PASSAGE SHOWN
══════════════════════════════

An Artificial Light Harvesting Complex

Plants collect sunlight with large molecular complexes that transmit it to reaction centers. As a result, each center has a much larger effective area than corresponds to its geometry. Chemists have developed an artificial collection antenna that works in a similar way and can transport the energy from ultraviolet light in a directed manner. Scientists from the University of Michigan and the University of Illinois have developed a new class of large branched supermolecules that they believe could one day be used for a variety of applications. They cite the conversion of sunlight into electrical energy, the selective illumination of cell components such as DNA, and microscopic optical sensors as examples.

"Normally, light energy is scattered at random by a molecule," said Raoul Kopelman, professor of chemistry, physics and applied physics at the University of Michigan. "But these molecules have a defined tree-like structure that allows them to funnel light energy through the 'branches' and direct it to a central point."

When ultraviolet light falls on a matching group of the supermolecule, the absorbed energy travels down the branch in the form of packets of energy (called excitons). The excitons lose a small amount of energy at each branch point, falling further and further towards the center of the molecular tree until they finally, one by one, end up in a molecular "trap" located at the center of the tree structure. In the most effective variant of the molecule to date, the nanostar, light-sensitive molecules in this center convert the energy back into visible light with an efficiency of up to 99 percent.

"It works like a potential well…" explained Stephen F. Swallen, a chemist at the University of Michigan. “The excitons don't have the extra energy to travel back up the molecule; so they just keep falling into the trap.”

══════════════════════════════

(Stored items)
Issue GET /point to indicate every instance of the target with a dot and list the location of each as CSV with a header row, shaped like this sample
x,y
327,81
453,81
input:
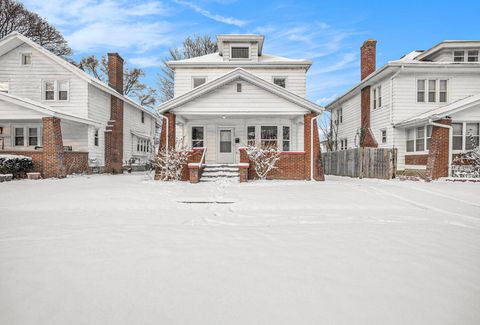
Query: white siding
x,y
26,81
226,99
296,78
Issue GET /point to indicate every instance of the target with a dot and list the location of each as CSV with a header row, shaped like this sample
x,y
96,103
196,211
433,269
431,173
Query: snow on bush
x,y
264,159
16,165
169,163
467,165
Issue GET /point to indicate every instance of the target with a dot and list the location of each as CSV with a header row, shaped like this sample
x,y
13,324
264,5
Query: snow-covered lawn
x,y
125,250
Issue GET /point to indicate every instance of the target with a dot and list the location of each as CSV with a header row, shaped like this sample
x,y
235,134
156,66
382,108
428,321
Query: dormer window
x,y
280,81
198,81
26,58
240,52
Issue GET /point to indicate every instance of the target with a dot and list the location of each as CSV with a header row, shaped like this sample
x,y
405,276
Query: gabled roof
x,y
239,73
45,110
216,60
16,39
441,112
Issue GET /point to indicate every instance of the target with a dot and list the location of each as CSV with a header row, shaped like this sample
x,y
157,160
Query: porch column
x,y
171,132
437,162
53,155
318,174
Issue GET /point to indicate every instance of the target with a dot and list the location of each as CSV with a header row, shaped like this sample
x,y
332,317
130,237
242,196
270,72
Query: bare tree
x,y
191,47
132,85
15,17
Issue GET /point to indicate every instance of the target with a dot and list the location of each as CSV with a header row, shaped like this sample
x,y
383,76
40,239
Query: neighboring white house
x,y
35,84
397,105
239,96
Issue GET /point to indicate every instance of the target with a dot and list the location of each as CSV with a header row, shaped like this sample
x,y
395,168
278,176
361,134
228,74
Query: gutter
x,y
450,143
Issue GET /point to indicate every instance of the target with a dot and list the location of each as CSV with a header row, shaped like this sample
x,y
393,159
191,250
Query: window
x,y
197,137
251,136
457,136
49,87
4,85
458,56
280,81
384,136
19,137
443,91
472,135
269,136
26,58
420,91
240,52
95,138
472,56
410,140
63,90
432,91
286,138
377,97
198,81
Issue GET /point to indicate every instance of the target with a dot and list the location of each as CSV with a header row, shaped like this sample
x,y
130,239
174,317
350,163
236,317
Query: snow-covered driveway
x,y
124,250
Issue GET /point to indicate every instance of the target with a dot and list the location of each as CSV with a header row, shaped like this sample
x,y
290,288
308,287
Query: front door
x,y
225,146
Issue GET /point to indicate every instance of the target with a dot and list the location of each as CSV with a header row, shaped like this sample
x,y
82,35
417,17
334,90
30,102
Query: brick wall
x,y
416,159
437,162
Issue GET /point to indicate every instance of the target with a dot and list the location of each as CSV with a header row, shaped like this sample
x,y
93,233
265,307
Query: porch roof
x,y
45,110
441,112
239,73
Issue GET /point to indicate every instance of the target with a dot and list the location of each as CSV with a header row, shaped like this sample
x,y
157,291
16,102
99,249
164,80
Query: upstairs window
x,y
4,85
26,58
280,81
198,81
240,52
458,56
472,56
377,97
197,137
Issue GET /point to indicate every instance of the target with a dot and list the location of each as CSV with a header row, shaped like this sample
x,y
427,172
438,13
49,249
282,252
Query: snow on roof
x,y
442,111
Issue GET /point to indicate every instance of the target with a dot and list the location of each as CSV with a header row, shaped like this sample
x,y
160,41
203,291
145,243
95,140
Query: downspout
x,y
391,102
450,143
311,143
166,131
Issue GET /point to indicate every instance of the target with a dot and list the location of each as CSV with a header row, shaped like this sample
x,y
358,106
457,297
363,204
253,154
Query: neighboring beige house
x,y
402,104
98,125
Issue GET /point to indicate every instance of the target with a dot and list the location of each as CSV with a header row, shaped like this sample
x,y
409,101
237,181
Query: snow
x,y
126,250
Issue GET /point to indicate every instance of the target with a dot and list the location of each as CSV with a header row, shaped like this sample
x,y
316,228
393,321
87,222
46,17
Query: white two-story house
x,y
53,111
241,96
426,105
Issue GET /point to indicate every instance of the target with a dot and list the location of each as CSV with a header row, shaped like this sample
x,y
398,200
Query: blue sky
x,y
327,32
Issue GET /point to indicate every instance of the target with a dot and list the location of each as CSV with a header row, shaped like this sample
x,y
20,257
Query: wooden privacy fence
x,y
361,162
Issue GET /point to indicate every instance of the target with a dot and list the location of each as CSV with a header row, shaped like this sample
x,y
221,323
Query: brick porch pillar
x,y
437,162
171,132
53,155
318,174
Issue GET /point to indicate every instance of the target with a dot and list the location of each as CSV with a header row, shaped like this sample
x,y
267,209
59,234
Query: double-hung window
x,y
197,137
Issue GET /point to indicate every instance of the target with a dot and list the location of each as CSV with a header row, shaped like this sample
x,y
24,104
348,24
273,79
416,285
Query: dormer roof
x,y
240,38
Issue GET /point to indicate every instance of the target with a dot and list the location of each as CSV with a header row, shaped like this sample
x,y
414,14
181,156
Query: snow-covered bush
x,y
467,165
264,159
16,165
169,163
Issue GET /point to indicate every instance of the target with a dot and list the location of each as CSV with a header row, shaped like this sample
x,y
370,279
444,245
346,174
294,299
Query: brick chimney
x,y
368,53
115,72
114,130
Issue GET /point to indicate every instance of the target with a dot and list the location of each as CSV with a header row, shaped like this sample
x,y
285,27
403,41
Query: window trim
x,y
240,45
198,77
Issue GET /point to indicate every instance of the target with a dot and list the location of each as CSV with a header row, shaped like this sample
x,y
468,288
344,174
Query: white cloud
x,y
208,14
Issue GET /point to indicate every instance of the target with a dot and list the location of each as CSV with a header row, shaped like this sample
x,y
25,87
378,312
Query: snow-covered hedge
x,y
16,165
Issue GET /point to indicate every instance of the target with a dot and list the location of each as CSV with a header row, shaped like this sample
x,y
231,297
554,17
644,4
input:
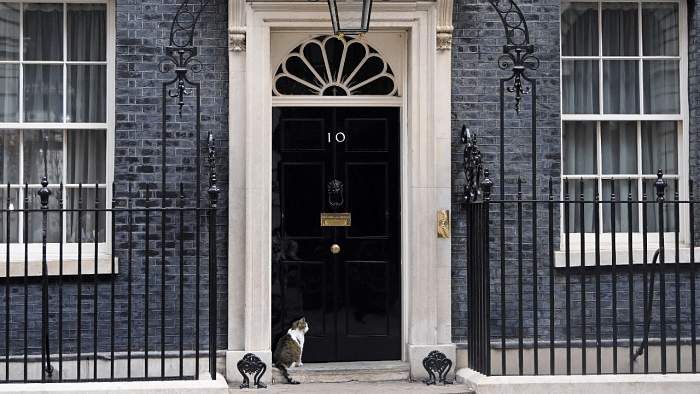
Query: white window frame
x,y
622,240
34,251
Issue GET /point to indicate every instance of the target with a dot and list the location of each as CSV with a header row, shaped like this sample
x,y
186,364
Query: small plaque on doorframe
x,y
335,219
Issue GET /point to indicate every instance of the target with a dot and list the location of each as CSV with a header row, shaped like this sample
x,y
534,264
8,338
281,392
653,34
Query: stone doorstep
x,y
581,384
363,371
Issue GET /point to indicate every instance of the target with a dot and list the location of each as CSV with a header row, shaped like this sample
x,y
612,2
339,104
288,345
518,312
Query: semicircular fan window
x,y
331,66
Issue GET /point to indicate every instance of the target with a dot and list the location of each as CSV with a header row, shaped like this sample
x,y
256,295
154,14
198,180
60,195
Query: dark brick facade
x,y
142,33
476,47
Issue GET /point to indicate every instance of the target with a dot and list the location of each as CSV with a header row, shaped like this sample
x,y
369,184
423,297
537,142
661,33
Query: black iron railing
x,y
595,299
141,316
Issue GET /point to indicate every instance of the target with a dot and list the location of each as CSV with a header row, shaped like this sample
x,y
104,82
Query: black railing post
x,y
660,186
213,208
46,367
485,342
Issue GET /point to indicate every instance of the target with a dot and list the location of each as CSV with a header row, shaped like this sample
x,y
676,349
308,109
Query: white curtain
x,y
616,32
43,29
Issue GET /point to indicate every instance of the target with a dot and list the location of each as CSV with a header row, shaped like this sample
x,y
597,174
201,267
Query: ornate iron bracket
x,y
473,166
251,364
437,362
213,188
181,52
517,53
335,193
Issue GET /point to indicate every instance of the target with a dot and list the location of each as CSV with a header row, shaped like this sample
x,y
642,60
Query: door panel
x,y
351,300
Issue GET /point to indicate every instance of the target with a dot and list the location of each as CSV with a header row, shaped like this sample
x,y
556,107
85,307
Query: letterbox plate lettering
x,y
335,219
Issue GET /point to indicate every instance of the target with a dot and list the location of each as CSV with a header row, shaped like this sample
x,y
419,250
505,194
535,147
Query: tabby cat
x,y
289,348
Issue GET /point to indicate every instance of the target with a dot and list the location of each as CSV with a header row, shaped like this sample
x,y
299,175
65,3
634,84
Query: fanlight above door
x,y
332,66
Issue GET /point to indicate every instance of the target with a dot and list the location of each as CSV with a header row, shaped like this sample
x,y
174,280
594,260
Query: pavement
x,y
399,386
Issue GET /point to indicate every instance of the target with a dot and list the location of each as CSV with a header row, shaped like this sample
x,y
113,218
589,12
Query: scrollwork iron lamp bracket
x,y
181,52
473,166
517,53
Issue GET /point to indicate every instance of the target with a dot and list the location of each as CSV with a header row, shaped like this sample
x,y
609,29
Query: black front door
x,y
351,299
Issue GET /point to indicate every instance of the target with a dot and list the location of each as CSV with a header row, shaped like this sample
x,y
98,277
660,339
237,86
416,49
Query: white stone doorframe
x,y
425,173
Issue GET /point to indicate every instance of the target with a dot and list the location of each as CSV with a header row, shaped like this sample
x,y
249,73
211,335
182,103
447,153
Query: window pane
x,y
87,32
580,87
9,31
660,29
87,150
43,156
9,93
87,88
579,148
661,87
84,223
43,31
579,29
620,87
618,147
43,87
620,29
9,157
660,147
623,219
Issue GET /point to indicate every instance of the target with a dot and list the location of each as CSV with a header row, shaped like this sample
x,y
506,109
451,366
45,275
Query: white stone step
x,y
362,371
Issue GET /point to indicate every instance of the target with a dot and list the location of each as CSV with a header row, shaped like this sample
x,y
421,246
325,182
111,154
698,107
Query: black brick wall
x,y
143,28
477,45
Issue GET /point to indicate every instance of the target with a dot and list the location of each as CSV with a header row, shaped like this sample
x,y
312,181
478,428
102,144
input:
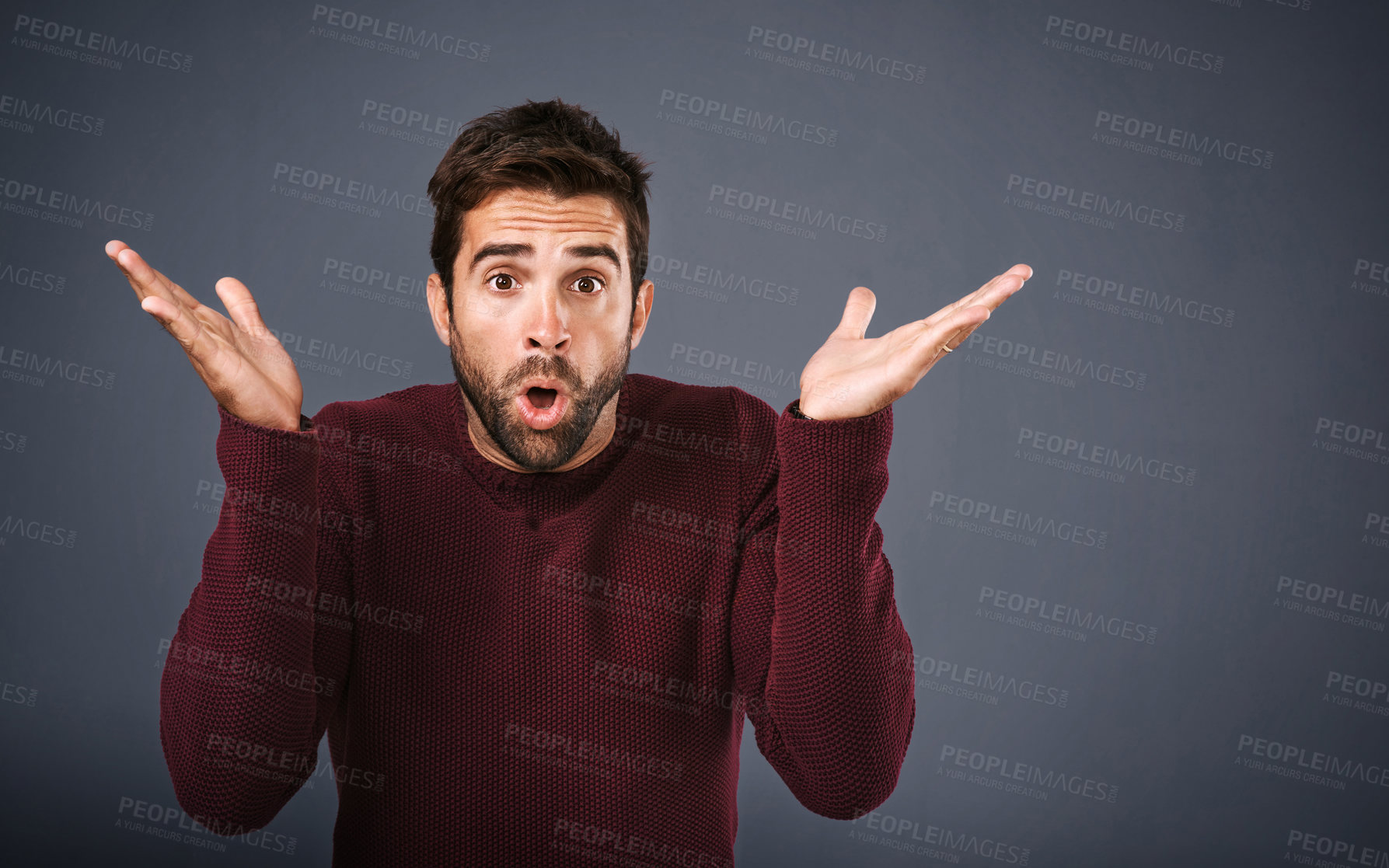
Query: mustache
x,y
549,367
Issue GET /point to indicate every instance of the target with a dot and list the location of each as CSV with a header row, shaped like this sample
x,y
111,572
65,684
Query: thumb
x,y
857,313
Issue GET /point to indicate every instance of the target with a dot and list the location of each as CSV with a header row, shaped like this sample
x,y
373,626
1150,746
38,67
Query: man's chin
x,y
538,450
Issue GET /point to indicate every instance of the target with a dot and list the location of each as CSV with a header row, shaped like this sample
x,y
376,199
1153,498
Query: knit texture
x,y
541,668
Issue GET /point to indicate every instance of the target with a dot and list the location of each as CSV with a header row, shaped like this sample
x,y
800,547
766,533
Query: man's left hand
x,y
853,375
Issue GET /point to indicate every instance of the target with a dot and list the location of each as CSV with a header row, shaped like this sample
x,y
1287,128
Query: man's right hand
x,y
242,363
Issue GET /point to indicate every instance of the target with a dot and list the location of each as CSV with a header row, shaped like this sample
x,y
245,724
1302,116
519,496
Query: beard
x,y
494,400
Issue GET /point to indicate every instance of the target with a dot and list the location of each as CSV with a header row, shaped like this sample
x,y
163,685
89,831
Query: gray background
x,y
121,476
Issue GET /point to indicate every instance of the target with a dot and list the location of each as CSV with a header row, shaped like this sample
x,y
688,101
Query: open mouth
x,y
541,399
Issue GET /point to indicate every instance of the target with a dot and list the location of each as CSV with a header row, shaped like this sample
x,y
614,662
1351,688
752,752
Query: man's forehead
x,y
535,211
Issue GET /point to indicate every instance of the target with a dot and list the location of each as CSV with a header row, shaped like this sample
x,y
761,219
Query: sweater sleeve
x,y
254,670
815,636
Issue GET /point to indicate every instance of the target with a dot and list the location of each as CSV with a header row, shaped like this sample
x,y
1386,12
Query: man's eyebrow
x,y
504,250
575,252
585,252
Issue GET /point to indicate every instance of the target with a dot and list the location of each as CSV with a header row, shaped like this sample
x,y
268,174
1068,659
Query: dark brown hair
x,y
554,148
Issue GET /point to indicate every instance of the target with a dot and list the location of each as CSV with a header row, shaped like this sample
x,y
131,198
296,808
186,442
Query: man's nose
x,y
545,326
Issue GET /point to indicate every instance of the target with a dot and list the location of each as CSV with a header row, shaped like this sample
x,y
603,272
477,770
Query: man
x,y
532,610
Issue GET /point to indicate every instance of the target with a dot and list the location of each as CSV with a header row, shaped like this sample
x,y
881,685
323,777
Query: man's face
x,y
542,322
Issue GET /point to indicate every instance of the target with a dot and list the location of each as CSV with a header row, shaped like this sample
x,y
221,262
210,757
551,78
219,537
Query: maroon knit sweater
x,y
541,668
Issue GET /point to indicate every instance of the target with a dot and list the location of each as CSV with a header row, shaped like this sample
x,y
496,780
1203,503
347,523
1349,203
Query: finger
x,y
955,329
183,326
241,306
146,280
991,295
857,313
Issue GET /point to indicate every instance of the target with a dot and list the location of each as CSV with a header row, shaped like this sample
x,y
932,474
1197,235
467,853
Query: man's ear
x,y
642,310
437,296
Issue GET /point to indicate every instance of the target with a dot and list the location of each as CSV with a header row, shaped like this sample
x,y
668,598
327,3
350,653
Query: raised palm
x,y
241,361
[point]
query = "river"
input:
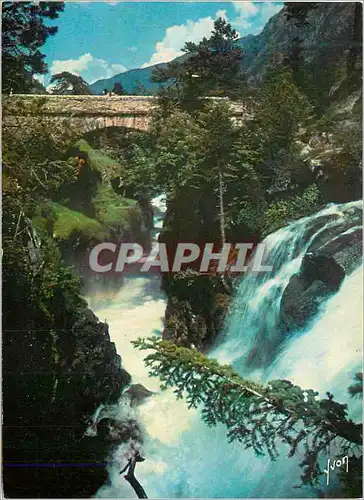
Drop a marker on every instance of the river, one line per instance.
(184, 457)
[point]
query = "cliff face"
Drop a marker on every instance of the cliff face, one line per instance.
(58, 367)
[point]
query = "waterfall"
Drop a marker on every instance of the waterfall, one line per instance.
(184, 457)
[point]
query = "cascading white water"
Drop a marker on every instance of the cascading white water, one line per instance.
(185, 458)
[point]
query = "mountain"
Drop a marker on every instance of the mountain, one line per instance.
(323, 39)
(132, 81)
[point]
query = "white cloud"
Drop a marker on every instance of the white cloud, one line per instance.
(269, 9)
(176, 36)
(87, 66)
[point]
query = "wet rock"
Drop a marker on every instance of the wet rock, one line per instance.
(333, 255)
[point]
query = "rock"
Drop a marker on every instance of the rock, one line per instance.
(119, 431)
(137, 394)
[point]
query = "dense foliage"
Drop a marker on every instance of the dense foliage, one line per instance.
(257, 416)
(24, 31)
(211, 67)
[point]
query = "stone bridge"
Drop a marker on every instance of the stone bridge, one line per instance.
(83, 114)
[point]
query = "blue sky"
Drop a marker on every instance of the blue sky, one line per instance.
(99, 39)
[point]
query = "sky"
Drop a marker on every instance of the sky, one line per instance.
(100, 39)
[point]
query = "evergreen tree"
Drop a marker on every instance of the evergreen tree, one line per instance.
(23, 33)
(68, 83)
(257, 416)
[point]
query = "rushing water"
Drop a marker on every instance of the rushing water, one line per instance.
(185, 458)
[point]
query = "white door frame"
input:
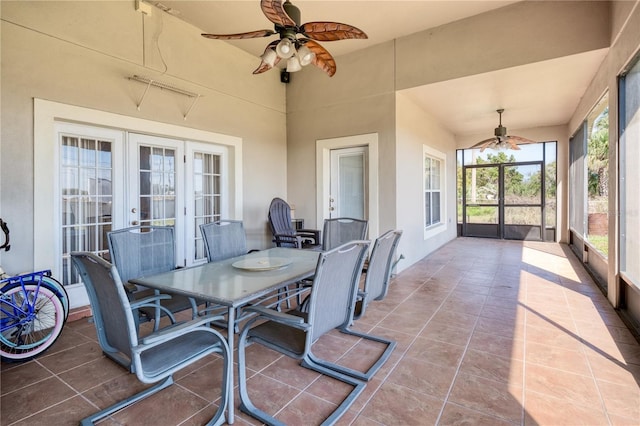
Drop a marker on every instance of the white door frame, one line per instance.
(323, 175)
(46, 167)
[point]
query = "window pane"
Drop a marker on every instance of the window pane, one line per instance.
(86, 176)
(435, 197)
(427, 209)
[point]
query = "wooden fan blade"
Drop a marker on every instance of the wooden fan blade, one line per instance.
(323, 58)
(519, 139)
(512, 143)
(330, 31)
(274, 12)
(484, 144)
(238, 36)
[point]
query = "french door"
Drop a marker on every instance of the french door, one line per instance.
(156, 171)
(111, 179)
(504, 201)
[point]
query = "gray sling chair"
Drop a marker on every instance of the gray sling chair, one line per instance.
(376, 283)
(335, 232)
(333, 295)
(224, 239)
(284, 234)
(156, 357)
(148, 250)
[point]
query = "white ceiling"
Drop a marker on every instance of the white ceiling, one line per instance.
(540, 94)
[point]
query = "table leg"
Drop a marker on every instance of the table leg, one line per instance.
(231, 329)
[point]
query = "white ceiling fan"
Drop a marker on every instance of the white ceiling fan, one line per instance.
(501, 140)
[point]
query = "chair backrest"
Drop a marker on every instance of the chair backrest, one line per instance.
(111, 310)
(224, 239)
(338, 231)
(142, 250)
(280, 217)
(335, 288)
(380, 265)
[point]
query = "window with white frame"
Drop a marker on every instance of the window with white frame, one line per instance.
(433, 173)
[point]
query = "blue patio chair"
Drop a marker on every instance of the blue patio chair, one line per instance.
(333, 295)
(340, 230)
(284, 233)
(156, 357)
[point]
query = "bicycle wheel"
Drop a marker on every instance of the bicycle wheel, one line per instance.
(31, 319)
(60, 291)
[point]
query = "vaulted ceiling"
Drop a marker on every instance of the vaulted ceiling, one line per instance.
(539, 94)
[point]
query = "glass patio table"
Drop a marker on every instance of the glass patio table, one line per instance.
(237, 282)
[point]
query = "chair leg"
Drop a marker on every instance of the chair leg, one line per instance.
(126, 402)
(367, 375)
(358, 387)
(247, 406)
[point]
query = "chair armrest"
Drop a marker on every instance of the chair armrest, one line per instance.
(310, 233)
(287, 239)
(130, 288)
(281, 317)
(179, 329)
(149, 300)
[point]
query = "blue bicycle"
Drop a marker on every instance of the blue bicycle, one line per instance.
(33, 310)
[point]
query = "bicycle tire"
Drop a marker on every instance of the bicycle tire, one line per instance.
(43, 278)
(31, 320)
(62, 294)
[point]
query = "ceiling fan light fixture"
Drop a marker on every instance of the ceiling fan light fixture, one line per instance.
(293, 64)
(285, 49)
(269, 57)
(305, 55)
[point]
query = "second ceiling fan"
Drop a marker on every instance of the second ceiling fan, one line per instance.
(500, 139)
(297, 51)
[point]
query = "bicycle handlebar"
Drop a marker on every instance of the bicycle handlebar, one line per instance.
(5, 228)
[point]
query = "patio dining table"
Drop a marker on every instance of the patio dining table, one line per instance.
(237, 282)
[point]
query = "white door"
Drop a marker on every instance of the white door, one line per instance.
(349, 191)
(156, 182)
(90, 197)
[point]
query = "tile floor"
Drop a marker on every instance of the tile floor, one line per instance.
(489, 333)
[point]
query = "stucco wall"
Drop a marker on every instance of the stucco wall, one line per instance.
(81, 53)
(415, 128)
(358, 99)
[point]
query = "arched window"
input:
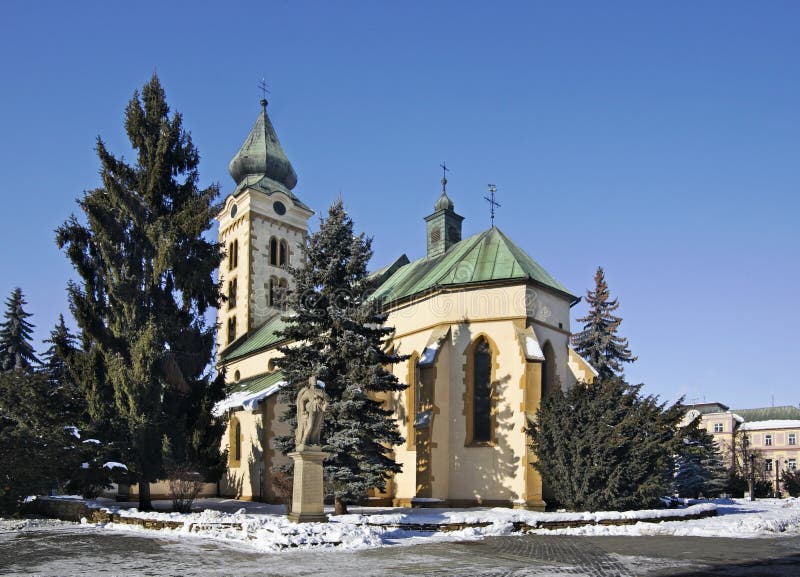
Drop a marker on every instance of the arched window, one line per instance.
(232, 293)
(271, 298)
(283, 253)
(273, 251)
(283, 293)
(481, 391)
(548, 369)
(231, 329)
(235, 443)
(411, 400)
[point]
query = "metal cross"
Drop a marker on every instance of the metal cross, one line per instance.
(264, 88)
(492, 202)
(445, 170)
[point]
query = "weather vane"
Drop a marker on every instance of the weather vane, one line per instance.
(264, 89)
(445, 170)
(492, 202)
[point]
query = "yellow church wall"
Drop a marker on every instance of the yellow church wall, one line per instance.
(249, 477)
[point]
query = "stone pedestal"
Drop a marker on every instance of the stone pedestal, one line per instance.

══════════════════════════════

EXERCISE SET
(1) In the article on the artificial light-harvesting complex, restate the paragraph that begins "When ultraviolet light falls on a matching group" as a short bulleted list that keeps its main facts.
(2) Write the next part of the article on the artificial light-harvesting complex, picking up after its final sentence.
The rows above play no part in this work.

ANSWERS TO THIS EXERCISE
(1)
- Ultraviolet light absorbed by a matching group of the supermolecule travels down the branch as packets of energy called excitons.
- The excitons lose a small amount of energy at each branch point and fall toward the center of the molecular tree.
- One by one, they end up in a molecular "trap" at the center of the tree structure.
- In the nanostar, the most effective variant so far, light-sensitive molecules at the center convert the energy back into visible light with an efficiency of up to 99 percent.

(2)
The supermolecules are made up of phenylacetylene monomers that branch out from a central region. They are among the largest organic molecules whose structure can be controlled during synthesis. The largest molecule synthesized to date contains 127 chromophores, or light-capturing moieties.

Each tree structure is manufactured by Moore and his colleagues exactly to Kopelman's specifications to produce different chemical and physical properties for different applications. One of the most significant properties of the new molecules is their ability to resist photobleaching. "Anyone who has ever had a sweater that has faded or dissolved from exposure to the sun has experienced the effects of photobleaching," Kopelman said."Molecules cannot absorb and emit photons any number of times." After a few cycles, they decay.

According to Swallen, the molecules are able to resist photobleaching due to their chemical composition and physical structure. "Whereas most organic molecules decompose when multiple excitons are concentrated in the same place, the nanostar can protect itself by redirecting some excess energy away from the center to the outer parts of the tree," he explained. "Because the molecule is never hit by more energy than it can handle, it can last much longer than ordinary molecules when exposed to light."